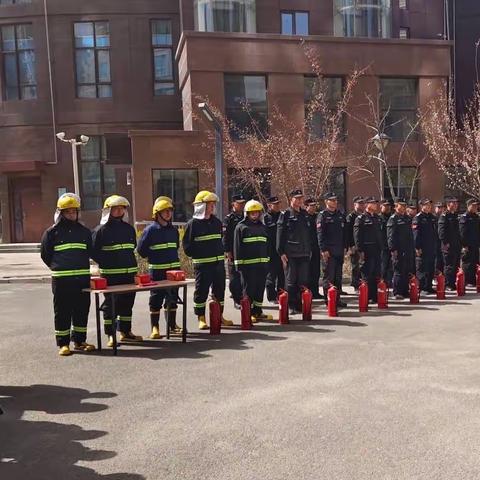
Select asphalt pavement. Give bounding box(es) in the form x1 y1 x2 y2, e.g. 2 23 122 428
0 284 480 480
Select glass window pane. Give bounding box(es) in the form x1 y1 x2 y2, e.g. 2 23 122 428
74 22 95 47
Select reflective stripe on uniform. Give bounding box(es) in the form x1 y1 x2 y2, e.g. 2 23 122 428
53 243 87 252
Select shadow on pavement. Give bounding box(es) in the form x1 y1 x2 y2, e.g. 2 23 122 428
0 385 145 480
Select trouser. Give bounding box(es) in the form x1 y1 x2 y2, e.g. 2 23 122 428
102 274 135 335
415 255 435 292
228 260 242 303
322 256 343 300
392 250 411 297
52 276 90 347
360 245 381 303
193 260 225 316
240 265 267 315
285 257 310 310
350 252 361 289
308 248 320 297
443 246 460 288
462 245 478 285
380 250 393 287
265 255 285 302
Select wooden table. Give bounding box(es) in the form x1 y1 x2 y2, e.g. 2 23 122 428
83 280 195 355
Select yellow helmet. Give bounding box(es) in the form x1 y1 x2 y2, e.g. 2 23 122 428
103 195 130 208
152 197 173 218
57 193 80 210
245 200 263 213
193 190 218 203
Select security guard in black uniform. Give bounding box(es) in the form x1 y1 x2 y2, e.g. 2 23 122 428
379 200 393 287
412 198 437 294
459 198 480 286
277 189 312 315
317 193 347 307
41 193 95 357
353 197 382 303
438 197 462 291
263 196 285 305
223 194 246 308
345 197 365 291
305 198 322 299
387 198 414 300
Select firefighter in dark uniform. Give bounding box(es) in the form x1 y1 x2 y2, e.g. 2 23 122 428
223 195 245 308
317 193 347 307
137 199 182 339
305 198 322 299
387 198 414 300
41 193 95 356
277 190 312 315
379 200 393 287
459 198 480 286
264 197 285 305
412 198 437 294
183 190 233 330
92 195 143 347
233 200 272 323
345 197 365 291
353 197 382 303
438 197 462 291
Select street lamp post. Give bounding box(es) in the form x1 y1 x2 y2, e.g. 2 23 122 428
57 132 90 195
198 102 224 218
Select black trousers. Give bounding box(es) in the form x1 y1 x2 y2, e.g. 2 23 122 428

-.-.-

DIRECTIONS:
Return every line of the records above that contains the word "black".

CORRECT ANSWER:
Select security guard in black uniform. Give bounding box(es) in the form x1 y1 x2 y2, e.g. 2 23 122 428
Select black trousers. Give bounding box(es) in the form x1 y1 x2 y2, e.g. 2 23 122 428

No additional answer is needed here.